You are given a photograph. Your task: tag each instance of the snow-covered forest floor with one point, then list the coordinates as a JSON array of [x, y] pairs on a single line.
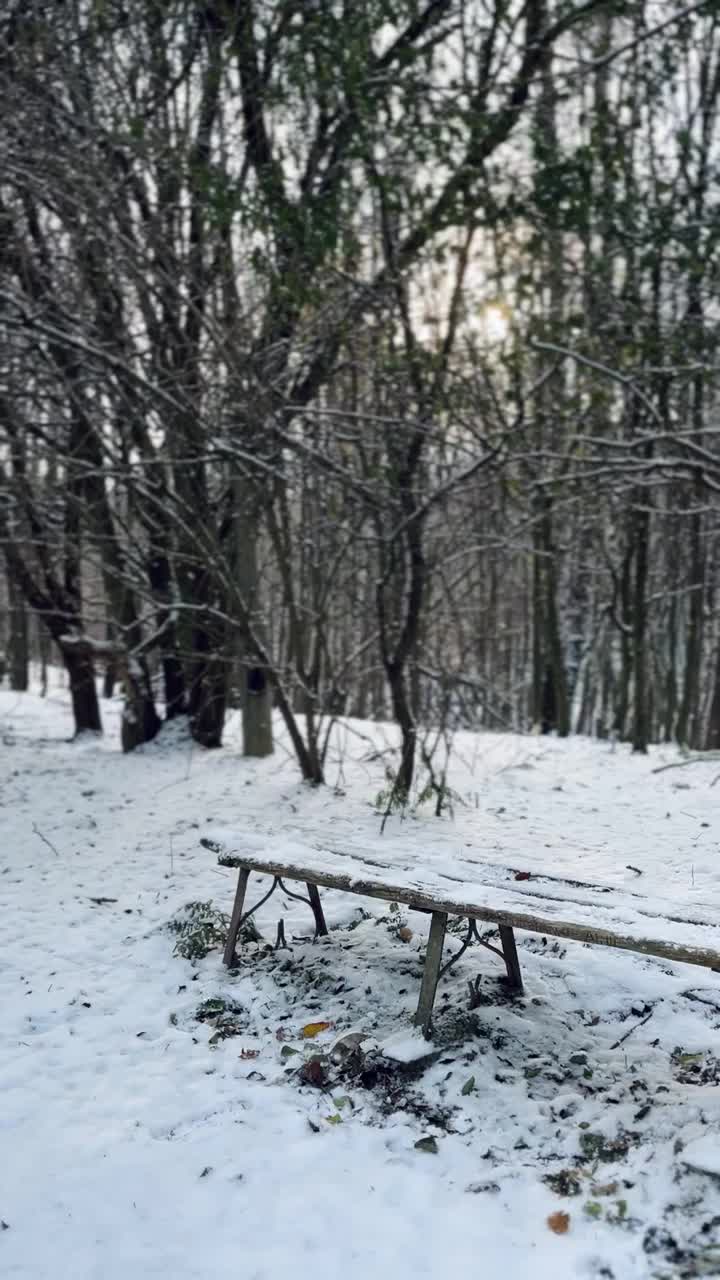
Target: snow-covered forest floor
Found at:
[[164, 1118]]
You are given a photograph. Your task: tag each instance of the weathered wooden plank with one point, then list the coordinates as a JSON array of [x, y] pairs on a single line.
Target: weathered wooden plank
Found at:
[[431, 970], [529, 914], [320, 927], [228, 955], [511, 961]]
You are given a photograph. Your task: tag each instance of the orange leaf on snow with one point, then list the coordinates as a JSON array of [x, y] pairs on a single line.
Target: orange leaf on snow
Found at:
[[313, 1029], [559, 1223]]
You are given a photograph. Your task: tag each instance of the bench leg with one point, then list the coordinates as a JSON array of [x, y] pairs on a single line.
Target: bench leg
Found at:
[[228, 955], [314, 895], [511, 961], [431, 973]]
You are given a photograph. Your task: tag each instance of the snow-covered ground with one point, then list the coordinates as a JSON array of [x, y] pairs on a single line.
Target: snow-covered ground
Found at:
[[164, 1118]]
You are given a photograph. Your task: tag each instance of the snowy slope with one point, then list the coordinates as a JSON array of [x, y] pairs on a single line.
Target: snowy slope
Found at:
[[133, 1146]]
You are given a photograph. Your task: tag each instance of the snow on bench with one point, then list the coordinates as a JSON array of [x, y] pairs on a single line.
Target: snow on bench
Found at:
[[466, 886]]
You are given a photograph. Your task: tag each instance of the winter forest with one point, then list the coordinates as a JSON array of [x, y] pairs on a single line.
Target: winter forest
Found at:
[[360, 360]]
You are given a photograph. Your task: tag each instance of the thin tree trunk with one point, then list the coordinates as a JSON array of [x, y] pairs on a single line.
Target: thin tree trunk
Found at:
[[18, 650], [81, 675]]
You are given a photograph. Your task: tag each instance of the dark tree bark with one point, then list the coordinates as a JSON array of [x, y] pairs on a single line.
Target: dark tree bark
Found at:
[[81, 673], [18, 645]]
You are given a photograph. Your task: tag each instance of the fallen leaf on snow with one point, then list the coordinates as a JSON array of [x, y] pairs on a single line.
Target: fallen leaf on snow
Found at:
[[313, 1029], [428, 1144], [314, 1073], [559, 1223]]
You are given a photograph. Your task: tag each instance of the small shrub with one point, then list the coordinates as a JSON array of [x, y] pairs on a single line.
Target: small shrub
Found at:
[[199, 928]]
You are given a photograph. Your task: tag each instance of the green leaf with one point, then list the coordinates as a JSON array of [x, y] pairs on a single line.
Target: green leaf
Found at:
[[427, 1144]]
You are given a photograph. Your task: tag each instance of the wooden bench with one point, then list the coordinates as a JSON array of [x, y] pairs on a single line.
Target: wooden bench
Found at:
[[468, 886]]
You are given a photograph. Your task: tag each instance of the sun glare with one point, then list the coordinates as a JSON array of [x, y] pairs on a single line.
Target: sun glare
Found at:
[[495, 321]]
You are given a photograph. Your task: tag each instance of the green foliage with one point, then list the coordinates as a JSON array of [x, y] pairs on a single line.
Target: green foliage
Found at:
[[199, 928]]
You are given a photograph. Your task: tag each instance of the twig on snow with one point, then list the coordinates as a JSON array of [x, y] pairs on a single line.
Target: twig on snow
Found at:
[[627, 1036], [45, 841]]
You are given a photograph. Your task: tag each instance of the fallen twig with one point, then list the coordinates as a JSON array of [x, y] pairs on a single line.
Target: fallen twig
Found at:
[[627, 1036], [692, 759], [45, 841]]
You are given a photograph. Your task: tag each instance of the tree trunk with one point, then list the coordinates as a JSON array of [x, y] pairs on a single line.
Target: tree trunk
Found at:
[[18, 649], [256, 703], [81, 675], [208, 679], [140, 722], [641, 722], [173, 675], [687, 716]]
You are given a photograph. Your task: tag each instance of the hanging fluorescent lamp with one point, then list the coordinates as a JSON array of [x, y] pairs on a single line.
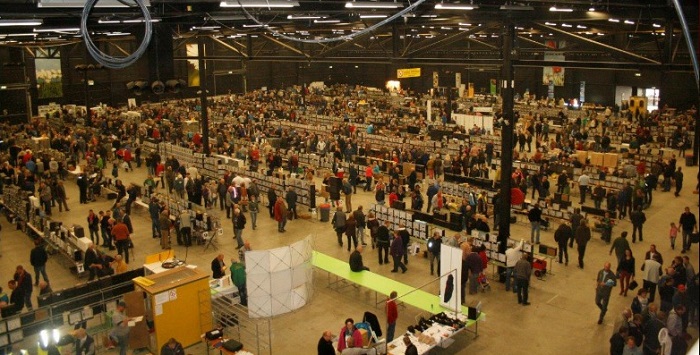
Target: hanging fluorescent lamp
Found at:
[[56, 29], [372, 5], [327, 21], [81, 3], [8, 23], [513, 7], [304, 17], [560, 9], [465, 7], [260, 3]]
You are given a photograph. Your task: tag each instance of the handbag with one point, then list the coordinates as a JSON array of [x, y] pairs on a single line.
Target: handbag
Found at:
[[633, 285], [695, 238]]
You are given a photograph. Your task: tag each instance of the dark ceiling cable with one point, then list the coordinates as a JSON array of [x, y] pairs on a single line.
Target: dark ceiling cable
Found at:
[[333, 39], [111, 61]]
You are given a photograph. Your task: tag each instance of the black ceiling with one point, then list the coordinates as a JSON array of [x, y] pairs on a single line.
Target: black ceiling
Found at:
[[638, 36]]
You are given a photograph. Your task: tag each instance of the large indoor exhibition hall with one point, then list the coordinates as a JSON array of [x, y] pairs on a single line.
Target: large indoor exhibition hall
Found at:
[[349, 177]]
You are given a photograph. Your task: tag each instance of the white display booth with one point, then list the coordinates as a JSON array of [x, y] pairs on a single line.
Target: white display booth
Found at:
[[279, 280]]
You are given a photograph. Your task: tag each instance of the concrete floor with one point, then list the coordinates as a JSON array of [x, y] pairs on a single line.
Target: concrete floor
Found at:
[[562, 315]]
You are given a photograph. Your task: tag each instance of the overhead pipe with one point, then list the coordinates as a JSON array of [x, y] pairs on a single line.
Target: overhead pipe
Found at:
[[688, 41]]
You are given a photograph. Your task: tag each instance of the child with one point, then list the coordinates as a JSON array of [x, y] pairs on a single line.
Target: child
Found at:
[[672, 235]]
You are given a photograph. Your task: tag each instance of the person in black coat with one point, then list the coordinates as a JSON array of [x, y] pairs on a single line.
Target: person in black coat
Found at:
[[355, 262], [562, 236], [325, 344], [82, 186], [218, 267], [38, 258], [617, 341], [410, 348], [271, 198], [93, 262]]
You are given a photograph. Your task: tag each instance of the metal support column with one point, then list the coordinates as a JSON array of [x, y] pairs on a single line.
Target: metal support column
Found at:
[[204, 114], [507, 92]]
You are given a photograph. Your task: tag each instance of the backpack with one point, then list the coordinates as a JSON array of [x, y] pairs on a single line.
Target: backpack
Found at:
[[379, 195]]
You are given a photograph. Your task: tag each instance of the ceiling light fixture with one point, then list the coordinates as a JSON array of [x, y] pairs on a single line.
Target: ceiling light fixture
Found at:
[[57, 29], [304, 17], [260, 3], [372, 5], [560, 9], [225, 18], [466, 7], [140, 20], [204, 28], [512, 7], [81, 3], [8, 23], [327, 21]]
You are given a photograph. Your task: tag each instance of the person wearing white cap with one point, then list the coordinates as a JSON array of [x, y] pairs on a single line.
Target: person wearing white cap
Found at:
[[120, 331]]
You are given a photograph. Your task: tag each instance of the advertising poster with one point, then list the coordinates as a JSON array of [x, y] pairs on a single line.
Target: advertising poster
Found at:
[[192, 65], [450, 279], [48, 77]]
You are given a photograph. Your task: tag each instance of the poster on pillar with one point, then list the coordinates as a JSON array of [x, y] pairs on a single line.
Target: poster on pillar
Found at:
[[553, 74], [192, 64], [450, 277]]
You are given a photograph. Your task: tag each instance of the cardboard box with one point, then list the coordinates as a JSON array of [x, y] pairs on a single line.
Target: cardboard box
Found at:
[[365, 337]]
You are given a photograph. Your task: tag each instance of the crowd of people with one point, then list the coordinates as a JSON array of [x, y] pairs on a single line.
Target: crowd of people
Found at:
[[106, 145]]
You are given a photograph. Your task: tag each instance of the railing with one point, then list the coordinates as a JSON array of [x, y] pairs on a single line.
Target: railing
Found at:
[[88, 304], [254, 334]]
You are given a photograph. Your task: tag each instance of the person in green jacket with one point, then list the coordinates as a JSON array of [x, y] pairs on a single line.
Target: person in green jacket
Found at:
[[620, 244], [238, 276]]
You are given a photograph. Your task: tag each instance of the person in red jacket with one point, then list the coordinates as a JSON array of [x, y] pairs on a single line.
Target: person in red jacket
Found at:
[[392, 313], [280, 213], [368, 177], [349, 336]]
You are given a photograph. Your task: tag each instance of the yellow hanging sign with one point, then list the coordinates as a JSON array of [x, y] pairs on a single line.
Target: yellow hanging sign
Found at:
[[408, 73]]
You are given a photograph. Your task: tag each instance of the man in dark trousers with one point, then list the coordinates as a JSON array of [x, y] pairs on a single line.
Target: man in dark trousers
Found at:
[[637, 217], [24, 283], [397, 251], [355, 262], [562, 236], [325, 344], [535, 217], [678, 179], [689, 224], [218, 267], [38, 258], [523, 271], [383, 241], [582, 236], [605, 281]]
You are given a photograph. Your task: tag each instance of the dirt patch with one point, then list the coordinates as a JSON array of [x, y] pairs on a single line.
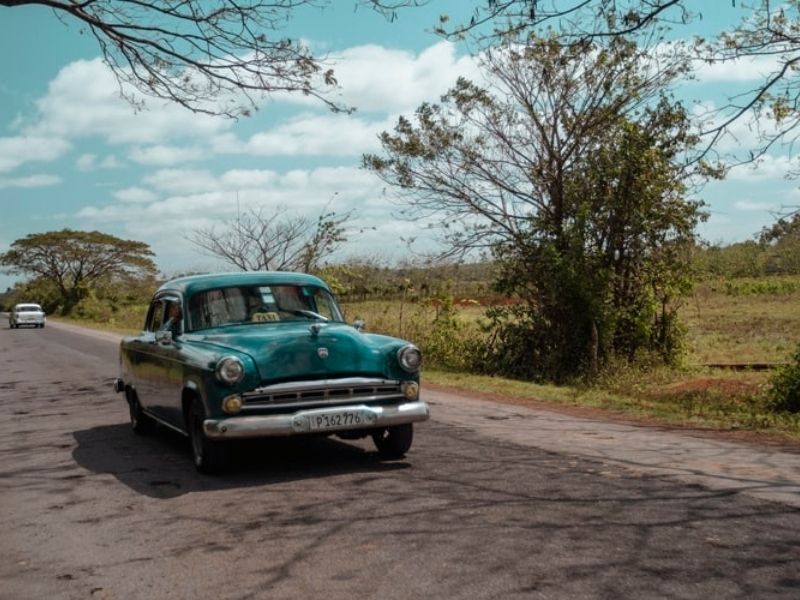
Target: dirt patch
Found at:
[[732, 387], [757, 438]]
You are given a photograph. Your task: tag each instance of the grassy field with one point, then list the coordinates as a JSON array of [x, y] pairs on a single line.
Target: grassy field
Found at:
[[728, 324]]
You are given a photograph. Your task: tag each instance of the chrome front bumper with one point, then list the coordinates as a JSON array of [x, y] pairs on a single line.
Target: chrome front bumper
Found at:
[[299, 422]]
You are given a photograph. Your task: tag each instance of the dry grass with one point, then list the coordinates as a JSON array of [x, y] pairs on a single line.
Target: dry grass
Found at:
[[752, 328]]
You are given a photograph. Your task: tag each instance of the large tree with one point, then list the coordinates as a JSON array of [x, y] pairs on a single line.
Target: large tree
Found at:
[[768, 30], [568, 166], [73, 261], [274, 240]]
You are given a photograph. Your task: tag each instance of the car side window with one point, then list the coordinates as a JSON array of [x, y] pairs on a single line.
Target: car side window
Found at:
[[324, 306]]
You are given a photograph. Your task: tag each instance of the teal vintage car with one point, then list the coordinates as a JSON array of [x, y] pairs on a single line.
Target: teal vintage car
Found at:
[[257, 354]]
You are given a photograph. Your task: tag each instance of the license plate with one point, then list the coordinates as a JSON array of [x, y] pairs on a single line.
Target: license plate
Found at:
[[341, 419]]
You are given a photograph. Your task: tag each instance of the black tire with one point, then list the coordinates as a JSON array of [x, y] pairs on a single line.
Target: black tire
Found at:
[[394, 441], [140, 422], [209, 456]]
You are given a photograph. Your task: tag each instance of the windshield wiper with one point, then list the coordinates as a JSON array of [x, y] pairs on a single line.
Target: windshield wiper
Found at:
[[305, 313]]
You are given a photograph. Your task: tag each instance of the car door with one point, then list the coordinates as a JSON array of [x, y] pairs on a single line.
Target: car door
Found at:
[[158, 364]]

#### [SET TASK]
Reproduce the lines of the entries above exactly, but only from the line containing "of the teal" through the final line.

#### [EXERCISE ANSWER]
You are given a photograph. Your task: tag each instance of the teal vintage car with one point, then list the coordinates as a JSON array of [x, y] pairs on a single line.
Target: teal vintage car
Found at:
[[257, 354]]
You are given a photograph. Your task: tag each instance of the license plate with one point, then list the coordinates as a JSON array of [x, y] pairs on a single line.
Target: license plate
Found at:
[[341, 419]]
You are given a photograph. Your task: tag each instance of the black tire with one point, then list the coordinates as a JSON array of [x, y] pairs on a single line.
Target: black tire
Found at:
[[394, 441], [140, 422], [209, 456]]
You are given a photograph. Your task: tag each instance of the windshield wiper with one point, then list the coordinates as a JSON array of [x, y] pairs on a single line.
Target: windshield wiper
Found at:
[[305, 313]]
You are given a photograph. Your task: tag each instance of the car door with one point, then list the coordinates as a JSON array of [x, y] pairs on a single line.
Target: car door
Found at:
[[158, 364]]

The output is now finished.